• [Pasaje de origen]
━━━━━━━━━━━━━━━━
El nombramiento del profesor Manuel Castells como ministro de universidades fue toda una promesa de que, por fin, iba a entrar no el soplo de aire fresco proverbial sino todo un huracán en el mundo académico español, anclado en buena parte todavía en la época medieval del trívium y el quadrivium. Castells había sido durante casi un cuarto de siglo el equivalente de catedrático en nada menos que la universidad de California en Berkeley. Por poco que se le hubiese pegado de los usos universitarios en los centros de élite de los Estados Unidos, llegaba la esperanza de que se pudiera terminar por fin --o intentarlo al menos desde el Consejo de Ministros-- con el nepotismo y la endogamia que han llevado a nuestras facultades y escuelas técnicas al marasmo actual. Verdad es que su antecesor en el cargo Ángel Gabilondo, ministro en otro gabinete socialista, había sido también catedrático por muchos años, e incluso presidente de la CRUE, la conferencia de rectores de las universidades españolas, pero no es lo mismo tener un historial de profesor en la Complutense de Madrid que en la universidad de Berkeley.
━━━━━━━━━━━━━━━━
• [Problema planteado 1] Enumera todos los nombres de lugares geográficos que aparecen en el pasaje de origen, sin repeticiones y en su orden de aparición.

Entradas de etiquetado de posición de objetos:
━━━━━━━━━━━━━━━━
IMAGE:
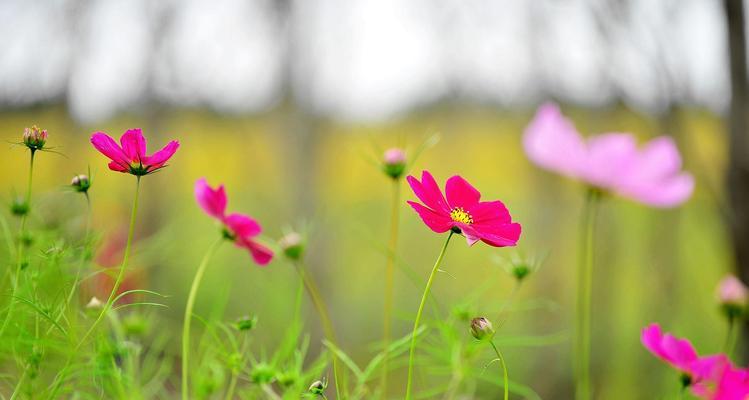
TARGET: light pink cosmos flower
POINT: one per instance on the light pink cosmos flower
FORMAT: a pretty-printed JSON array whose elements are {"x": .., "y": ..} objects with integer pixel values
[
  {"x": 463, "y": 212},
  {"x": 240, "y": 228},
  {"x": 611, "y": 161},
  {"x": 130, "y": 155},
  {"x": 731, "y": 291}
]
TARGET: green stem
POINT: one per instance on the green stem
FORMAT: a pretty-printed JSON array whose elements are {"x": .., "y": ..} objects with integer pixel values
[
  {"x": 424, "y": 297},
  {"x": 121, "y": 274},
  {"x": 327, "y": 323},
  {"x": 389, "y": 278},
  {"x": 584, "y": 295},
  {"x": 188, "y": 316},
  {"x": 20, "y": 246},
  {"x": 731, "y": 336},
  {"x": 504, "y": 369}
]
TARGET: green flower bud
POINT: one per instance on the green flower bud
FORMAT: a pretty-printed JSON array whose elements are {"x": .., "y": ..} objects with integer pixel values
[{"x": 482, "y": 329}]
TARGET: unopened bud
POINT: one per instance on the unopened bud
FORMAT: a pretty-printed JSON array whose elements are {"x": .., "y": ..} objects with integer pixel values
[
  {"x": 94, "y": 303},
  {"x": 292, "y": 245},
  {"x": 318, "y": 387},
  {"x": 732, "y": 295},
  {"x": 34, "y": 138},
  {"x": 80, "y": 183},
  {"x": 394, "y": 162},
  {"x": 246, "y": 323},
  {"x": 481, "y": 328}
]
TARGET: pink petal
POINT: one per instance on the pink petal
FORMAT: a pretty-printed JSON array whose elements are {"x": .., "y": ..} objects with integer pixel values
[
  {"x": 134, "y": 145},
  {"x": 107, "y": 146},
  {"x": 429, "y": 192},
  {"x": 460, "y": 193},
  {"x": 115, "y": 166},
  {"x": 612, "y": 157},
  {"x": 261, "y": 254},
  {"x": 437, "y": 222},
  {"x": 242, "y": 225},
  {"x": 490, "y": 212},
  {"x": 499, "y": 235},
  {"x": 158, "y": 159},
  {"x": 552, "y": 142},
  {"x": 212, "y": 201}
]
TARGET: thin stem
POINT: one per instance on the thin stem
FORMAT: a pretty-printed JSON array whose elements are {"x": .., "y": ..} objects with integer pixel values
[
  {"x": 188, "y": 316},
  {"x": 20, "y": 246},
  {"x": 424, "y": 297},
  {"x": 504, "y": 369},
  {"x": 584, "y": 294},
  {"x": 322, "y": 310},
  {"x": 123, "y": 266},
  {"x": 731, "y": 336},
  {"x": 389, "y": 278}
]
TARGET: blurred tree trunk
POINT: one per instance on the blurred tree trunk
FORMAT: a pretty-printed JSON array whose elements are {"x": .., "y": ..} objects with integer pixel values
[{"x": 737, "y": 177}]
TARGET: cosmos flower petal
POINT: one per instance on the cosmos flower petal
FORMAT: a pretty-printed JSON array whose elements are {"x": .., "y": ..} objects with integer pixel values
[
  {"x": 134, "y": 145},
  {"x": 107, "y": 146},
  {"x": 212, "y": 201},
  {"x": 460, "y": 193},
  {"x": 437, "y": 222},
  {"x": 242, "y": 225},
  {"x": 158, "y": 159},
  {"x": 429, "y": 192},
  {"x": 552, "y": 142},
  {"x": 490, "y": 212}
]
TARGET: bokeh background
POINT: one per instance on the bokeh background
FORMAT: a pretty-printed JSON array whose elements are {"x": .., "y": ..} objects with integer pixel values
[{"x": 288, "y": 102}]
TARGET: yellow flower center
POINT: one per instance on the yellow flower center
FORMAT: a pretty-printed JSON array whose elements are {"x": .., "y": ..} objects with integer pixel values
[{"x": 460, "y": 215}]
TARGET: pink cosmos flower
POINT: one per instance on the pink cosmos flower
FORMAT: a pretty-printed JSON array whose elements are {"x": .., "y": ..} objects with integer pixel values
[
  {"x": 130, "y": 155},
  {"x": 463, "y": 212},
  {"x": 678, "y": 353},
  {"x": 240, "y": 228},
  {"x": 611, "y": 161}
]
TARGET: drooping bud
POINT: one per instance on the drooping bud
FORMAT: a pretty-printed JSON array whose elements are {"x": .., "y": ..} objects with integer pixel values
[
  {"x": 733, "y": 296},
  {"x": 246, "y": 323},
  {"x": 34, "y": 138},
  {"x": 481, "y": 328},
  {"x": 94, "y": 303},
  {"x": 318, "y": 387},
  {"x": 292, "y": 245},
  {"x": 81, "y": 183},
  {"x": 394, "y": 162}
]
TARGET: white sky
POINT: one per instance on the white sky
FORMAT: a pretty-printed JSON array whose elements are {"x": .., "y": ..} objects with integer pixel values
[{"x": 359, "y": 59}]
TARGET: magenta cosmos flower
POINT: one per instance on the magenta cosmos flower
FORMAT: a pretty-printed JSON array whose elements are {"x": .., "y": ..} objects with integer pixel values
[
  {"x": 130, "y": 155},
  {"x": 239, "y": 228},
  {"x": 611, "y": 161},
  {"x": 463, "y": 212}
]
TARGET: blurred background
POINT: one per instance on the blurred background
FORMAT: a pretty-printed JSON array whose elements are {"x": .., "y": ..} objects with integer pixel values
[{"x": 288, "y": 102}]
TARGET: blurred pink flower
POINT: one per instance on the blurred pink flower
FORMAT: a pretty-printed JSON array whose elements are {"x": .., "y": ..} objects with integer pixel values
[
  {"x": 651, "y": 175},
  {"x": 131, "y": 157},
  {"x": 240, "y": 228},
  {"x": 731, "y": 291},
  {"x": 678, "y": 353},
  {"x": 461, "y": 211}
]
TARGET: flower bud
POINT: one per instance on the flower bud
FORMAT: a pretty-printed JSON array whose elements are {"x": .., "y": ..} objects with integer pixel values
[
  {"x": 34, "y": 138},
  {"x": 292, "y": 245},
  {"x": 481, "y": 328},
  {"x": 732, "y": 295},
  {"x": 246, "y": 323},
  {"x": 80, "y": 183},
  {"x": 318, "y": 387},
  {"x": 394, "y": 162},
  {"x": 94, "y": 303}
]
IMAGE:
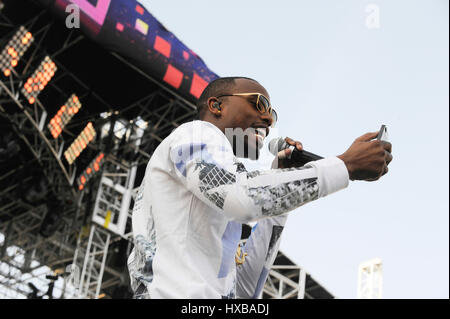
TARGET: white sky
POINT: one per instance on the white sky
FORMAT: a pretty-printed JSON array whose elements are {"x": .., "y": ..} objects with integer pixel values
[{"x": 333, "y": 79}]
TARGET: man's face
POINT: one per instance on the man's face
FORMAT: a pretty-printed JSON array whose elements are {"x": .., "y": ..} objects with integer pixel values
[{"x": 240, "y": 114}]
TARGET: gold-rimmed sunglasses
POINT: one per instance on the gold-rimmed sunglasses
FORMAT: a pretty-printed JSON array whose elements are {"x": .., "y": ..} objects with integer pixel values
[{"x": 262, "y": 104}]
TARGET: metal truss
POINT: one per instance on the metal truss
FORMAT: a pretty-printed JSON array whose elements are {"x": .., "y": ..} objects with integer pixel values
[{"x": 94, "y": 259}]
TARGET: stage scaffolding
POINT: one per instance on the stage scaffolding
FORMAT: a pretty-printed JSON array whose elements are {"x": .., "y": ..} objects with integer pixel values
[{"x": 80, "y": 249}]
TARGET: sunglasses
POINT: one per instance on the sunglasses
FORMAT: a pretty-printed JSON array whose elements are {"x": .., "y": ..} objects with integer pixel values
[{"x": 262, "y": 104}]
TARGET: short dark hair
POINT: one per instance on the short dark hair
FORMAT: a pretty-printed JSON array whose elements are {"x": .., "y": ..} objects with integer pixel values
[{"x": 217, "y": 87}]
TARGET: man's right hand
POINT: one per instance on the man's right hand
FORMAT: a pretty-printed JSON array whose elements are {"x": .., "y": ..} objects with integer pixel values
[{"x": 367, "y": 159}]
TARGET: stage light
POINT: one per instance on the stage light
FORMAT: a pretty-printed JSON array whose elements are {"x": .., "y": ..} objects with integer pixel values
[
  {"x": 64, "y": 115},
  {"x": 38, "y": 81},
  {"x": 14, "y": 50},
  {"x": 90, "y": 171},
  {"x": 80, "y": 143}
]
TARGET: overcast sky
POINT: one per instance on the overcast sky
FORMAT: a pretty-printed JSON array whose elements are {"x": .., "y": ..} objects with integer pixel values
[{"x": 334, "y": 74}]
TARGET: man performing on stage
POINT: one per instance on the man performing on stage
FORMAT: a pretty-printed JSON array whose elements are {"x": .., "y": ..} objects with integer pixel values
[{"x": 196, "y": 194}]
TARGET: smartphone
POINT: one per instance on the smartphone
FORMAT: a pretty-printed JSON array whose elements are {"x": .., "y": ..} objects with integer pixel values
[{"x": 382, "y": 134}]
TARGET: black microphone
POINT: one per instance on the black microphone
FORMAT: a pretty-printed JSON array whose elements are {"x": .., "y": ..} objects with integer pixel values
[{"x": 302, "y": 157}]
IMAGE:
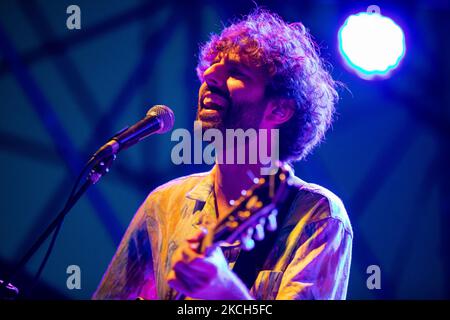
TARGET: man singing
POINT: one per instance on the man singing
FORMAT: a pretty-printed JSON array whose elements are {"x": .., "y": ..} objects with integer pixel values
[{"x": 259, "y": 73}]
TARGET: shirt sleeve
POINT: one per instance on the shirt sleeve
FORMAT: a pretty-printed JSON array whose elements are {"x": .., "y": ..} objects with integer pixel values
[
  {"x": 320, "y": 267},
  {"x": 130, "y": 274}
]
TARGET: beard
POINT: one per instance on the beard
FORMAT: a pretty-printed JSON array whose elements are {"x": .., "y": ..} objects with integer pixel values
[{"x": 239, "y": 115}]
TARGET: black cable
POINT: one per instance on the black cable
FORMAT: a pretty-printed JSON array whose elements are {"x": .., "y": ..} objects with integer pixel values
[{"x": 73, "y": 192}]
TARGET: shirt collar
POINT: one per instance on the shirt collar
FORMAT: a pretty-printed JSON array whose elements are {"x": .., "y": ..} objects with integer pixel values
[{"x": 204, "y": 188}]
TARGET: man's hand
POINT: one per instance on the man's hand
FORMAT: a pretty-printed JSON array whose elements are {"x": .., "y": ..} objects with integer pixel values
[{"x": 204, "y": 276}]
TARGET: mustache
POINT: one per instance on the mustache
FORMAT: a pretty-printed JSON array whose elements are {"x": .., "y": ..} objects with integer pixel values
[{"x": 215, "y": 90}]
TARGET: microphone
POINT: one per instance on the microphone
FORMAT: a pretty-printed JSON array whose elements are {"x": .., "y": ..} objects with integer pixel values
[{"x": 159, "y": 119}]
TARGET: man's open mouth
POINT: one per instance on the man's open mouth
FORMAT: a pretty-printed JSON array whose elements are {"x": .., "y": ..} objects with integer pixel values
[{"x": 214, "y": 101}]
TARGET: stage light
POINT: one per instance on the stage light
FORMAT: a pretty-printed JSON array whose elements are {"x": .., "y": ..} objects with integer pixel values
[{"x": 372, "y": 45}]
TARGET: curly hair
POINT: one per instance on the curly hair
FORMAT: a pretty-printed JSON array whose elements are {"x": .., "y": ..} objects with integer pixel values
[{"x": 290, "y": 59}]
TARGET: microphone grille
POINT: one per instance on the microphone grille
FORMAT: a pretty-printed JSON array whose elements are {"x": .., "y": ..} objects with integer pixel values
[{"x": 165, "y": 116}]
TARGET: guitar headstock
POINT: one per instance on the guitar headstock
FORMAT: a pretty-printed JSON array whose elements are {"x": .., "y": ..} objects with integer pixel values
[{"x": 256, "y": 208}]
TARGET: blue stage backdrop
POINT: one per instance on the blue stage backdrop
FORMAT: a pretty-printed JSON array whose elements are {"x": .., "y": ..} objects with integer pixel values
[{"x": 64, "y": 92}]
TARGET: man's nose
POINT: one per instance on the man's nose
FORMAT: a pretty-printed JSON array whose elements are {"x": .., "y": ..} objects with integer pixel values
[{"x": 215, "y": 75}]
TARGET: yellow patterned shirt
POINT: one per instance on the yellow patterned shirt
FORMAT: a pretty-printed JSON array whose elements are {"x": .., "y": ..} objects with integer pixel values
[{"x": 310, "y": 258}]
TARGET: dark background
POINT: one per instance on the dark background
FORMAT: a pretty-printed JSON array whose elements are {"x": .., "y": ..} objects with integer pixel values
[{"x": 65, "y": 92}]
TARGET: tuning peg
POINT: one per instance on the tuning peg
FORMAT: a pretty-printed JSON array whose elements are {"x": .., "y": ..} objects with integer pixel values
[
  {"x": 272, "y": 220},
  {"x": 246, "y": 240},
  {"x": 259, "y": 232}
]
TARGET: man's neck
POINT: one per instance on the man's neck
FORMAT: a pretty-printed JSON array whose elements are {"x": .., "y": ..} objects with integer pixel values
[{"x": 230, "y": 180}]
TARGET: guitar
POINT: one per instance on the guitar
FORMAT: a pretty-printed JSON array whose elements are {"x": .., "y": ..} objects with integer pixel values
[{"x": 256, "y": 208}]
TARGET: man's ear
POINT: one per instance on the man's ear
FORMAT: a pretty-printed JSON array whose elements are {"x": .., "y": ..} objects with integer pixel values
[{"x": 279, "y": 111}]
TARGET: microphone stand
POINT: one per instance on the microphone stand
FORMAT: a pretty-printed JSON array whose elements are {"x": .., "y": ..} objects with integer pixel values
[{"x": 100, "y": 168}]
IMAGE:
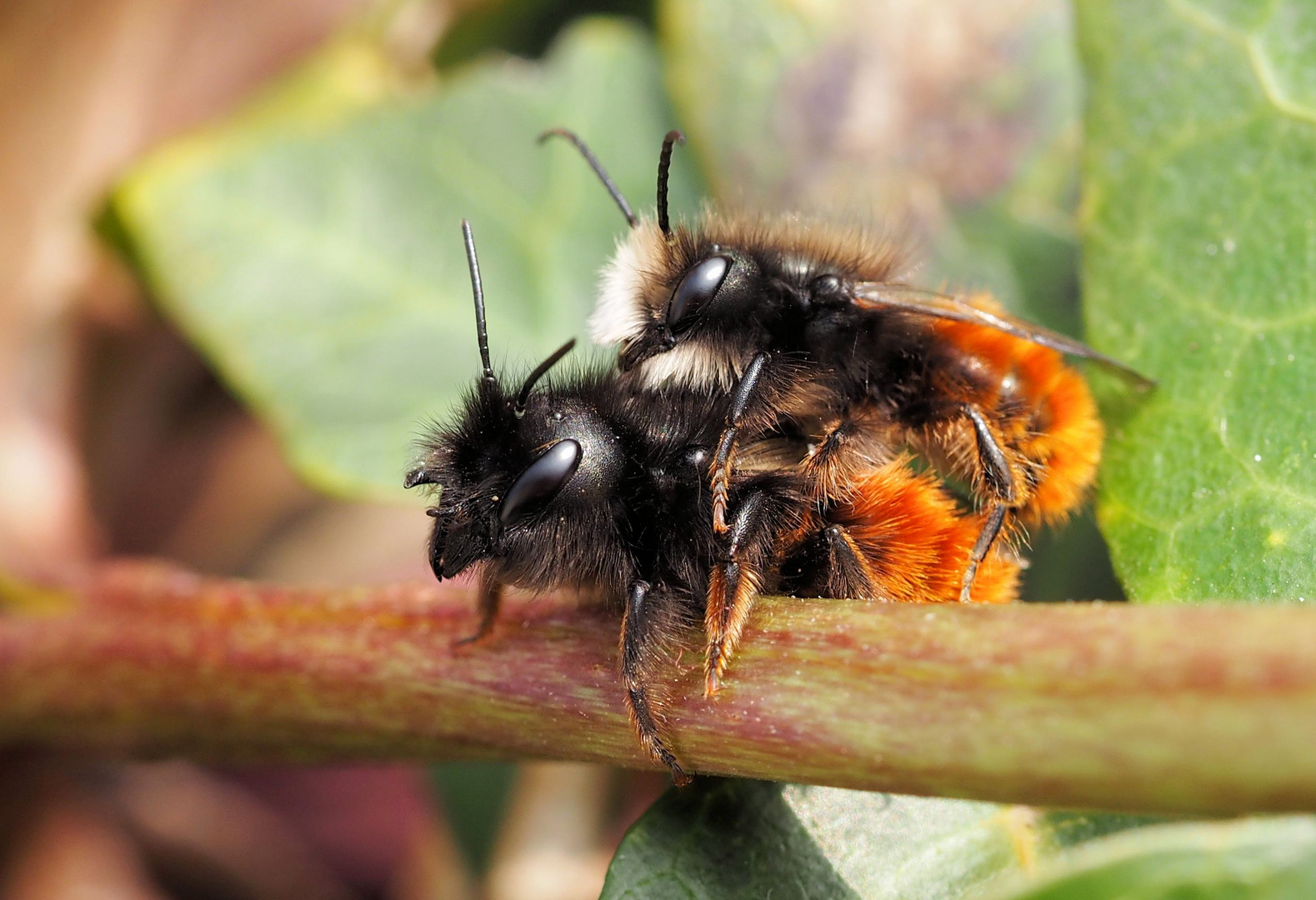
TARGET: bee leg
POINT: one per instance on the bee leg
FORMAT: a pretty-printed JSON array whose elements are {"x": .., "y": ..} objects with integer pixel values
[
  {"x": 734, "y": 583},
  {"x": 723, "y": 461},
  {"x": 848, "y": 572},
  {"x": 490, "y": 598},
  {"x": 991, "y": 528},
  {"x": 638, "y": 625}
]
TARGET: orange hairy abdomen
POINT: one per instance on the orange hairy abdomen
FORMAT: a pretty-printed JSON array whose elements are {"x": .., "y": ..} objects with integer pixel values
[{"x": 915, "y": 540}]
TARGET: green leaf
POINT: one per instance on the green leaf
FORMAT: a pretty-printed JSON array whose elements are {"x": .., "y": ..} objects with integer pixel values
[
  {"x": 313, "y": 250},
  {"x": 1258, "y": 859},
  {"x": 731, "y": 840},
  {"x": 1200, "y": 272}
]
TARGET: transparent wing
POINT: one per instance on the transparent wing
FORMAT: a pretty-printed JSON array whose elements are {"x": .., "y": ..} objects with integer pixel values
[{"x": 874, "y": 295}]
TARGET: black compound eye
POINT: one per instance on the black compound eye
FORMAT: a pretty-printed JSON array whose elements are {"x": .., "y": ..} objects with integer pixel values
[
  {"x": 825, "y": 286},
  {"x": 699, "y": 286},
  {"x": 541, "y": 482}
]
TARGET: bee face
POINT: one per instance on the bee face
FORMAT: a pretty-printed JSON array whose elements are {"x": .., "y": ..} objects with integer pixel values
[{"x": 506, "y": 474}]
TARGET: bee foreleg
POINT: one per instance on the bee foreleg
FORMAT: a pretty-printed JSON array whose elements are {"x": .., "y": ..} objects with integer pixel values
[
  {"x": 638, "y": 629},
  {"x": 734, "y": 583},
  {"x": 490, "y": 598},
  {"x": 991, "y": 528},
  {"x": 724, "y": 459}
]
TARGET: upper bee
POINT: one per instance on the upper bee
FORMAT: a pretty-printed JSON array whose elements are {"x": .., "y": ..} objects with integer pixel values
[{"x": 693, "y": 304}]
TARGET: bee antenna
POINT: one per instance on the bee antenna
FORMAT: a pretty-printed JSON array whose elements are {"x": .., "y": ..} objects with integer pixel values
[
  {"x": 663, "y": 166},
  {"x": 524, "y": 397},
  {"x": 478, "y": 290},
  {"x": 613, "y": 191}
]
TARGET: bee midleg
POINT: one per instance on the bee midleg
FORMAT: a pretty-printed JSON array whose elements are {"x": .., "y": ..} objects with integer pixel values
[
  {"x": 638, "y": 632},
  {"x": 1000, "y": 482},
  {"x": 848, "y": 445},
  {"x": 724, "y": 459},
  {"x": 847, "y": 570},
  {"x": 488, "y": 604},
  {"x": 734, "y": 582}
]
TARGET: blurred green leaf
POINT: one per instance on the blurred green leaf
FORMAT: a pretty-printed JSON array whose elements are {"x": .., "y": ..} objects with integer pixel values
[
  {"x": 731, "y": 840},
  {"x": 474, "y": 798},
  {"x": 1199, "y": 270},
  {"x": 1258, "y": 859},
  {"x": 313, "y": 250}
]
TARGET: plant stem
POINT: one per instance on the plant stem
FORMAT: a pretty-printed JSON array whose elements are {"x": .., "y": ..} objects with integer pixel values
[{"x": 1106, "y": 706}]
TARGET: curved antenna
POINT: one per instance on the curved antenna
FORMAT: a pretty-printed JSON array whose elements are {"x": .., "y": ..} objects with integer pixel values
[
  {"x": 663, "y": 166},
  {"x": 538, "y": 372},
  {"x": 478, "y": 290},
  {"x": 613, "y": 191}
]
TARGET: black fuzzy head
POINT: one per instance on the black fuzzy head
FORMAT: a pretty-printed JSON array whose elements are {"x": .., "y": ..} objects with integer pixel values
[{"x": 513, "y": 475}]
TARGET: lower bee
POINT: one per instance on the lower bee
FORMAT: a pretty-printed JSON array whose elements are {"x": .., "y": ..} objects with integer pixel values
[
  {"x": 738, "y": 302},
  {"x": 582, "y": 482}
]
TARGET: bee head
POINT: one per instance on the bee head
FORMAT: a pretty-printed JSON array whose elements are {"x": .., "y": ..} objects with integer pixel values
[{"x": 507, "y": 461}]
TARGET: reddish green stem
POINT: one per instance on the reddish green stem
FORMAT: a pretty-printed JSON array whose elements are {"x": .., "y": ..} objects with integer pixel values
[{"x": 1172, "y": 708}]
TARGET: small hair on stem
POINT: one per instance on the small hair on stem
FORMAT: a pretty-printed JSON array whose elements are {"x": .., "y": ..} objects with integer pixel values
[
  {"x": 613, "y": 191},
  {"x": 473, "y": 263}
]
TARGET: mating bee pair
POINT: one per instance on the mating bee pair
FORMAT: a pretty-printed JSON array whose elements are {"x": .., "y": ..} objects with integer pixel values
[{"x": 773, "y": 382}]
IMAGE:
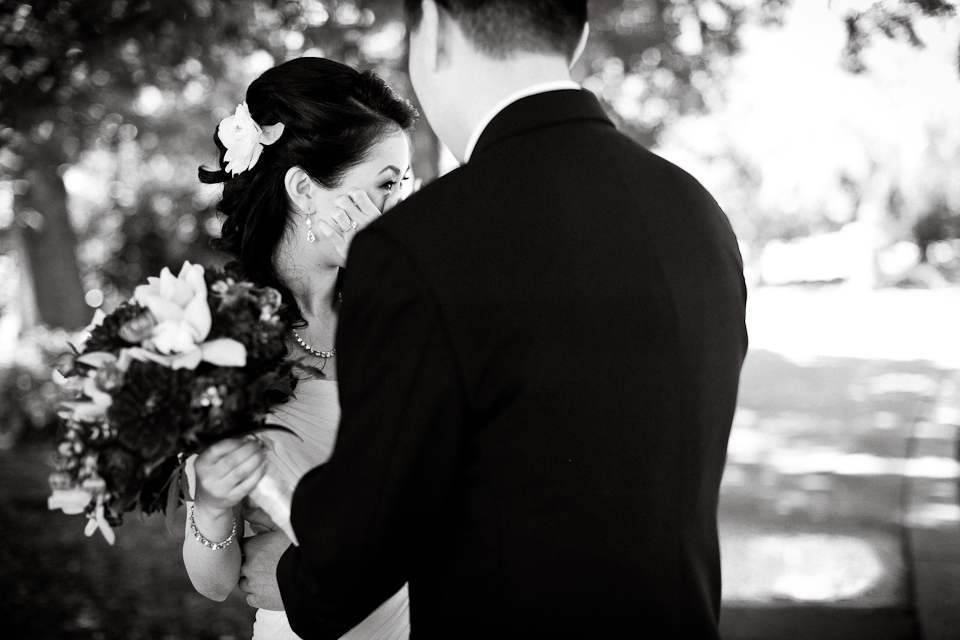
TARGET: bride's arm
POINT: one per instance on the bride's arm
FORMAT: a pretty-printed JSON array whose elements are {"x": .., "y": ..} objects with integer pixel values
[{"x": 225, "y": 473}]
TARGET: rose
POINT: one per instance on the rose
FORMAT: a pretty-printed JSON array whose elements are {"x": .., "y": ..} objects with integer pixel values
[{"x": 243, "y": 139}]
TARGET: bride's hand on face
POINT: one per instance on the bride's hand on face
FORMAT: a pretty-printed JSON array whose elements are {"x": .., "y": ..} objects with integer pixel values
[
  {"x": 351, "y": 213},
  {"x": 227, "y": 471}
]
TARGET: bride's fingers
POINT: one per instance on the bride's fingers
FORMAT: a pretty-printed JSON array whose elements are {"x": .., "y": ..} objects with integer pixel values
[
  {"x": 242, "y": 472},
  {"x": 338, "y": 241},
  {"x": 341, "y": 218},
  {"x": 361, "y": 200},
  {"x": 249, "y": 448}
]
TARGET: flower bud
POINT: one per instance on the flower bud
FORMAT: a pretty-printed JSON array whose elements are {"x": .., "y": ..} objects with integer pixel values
━━━━━━━━━━━━━━━━
• [Problema planteado 2] Calcula cuántas líneas de los registros contienen la cadena "bride", con distinción entre mayúsculas y minúsculas. Devuelve únicamente el número.

• [Respuesta completa 1] California, Berkeley, Estados Unidos, Madrid

• [Respuesta completa 2] 6